## SOURCE EXCERPT
※

To scale or not to scale, that is the question? I do not find anything wrong if a brother or sister wants to use a scale. I have found that the night that God revealed to me that he wanted me to address my gluttony, it was right after that I was prompted to eliminate the scale. You see, for me, my weight is a pride issue and directly related to my self worth. The scale is an avenue for satan to use against me (I suspect each person is slightly different). While I would like to lose weight for pride, and health reasons (see how this is reversed as to how my thinking should be) this is about my gluttony. It is how satan holds me in bondage. It effects and affects me in ways that I might not yet even know. Today I am free. I am not on a diet (although He is changing some of my choices and tastes), so I can eat what I want, I am not weighing myself so my success is not measured in pounds lost. Each day my success is based on how well my journey is going. Somedays much better than others, all days better than what it was. Each day can stand on its own. I trust the Lord to block me from getting too legalistic in this walk, but also to get me right with a gift that he has given us to enjoy while we are here. After all it was called the Last Super, not the last meeting.

May God bless you with success in your walk. Amen.

Desperaux
Sep 28th 2009, 05:48 PM
I totally agree with you that the scale possesses a kind of tyranny over us--if we allow it. the number that represents our weight is no measure of success in our efforts. The Lord wants to deal with our inner man and so I am totally on board with your journey!

For me, I believe I need that extra push, as I have let things slide so far, I was in physical and emotional danger--really. I know enough now to not allow the number to send me into a snit, whereas before I would become discouraged. I record my feelings every day now and that keeps me in touch with the reality of the situation.

Without the Lord's speaking into my life, I would be just drifting here and there and in and out of the flesh. Now, with this matter of the flesh (and literally feeding it!) firmly being brought under submission, I know that my former scale-watching will not ever be an issue.

I am so happy for you that you are doing what you are doing--this is by no means a way to entice you to the scale--OK?

Gregg
Sep 28th 2009, 05:59 PM
I totally agree with you that the scale possesses a kind of tyranny over us--if we allow it. the number that represents our weight is no measure of success in our efforts. The Lord wants to deal with our inner man and so I am totally on board with your journey!

For me, I believe I need that extra push, as I have let things slide so far, I was in physical and emotional danger--really. I know enough now to not allow the number to send me into a snit, whereas before I would become discouraged. I record my feelings every day now and that keeps me in touch with the reality of the situation.

Without the Lord's speaking into my life, I would be just drifting here and there and in and out of the flesh. Now, with this matter of the flesh (and literally feeding it!) firmly being brought under submission, I know that my former scale-watching will not ever be an issue.

I am so happy for you that you are doing what you are doing--this is by no means a way to entice you to the scale--OK?

Amen! I am just giving testimony and trying to describe the journey that I am on. It will be similar but different for some, very different for others. I am glad and encouraged that you would share your own journey. God will work in us in many different ways. As long as we listen and seek to obey we will have victory. If we can share our walks, maybe God will choose to use some of this to help others.

※

## GIVEN MATERIAL

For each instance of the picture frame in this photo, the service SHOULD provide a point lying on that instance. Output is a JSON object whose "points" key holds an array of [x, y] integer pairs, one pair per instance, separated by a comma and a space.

※

## YOUR INSTRUCTIONS
Please extract the passage of the forum thread on giving up the scale between "Amen! I am just" and "to help others.", inclusive. The material has no connection to the forum thread on giving up the scale.

## ANSWER BELOW
Amen! I am just giving testimony and trying to describe the journey that I am on. It will be similar but different for some, very different for others. I am glad and encouraged that you would share your own journey. God will work in us in many different ways. As long as we listen and seek to obey we will have victory. If we can share our walks, maybe God will choose to use some of this to help others.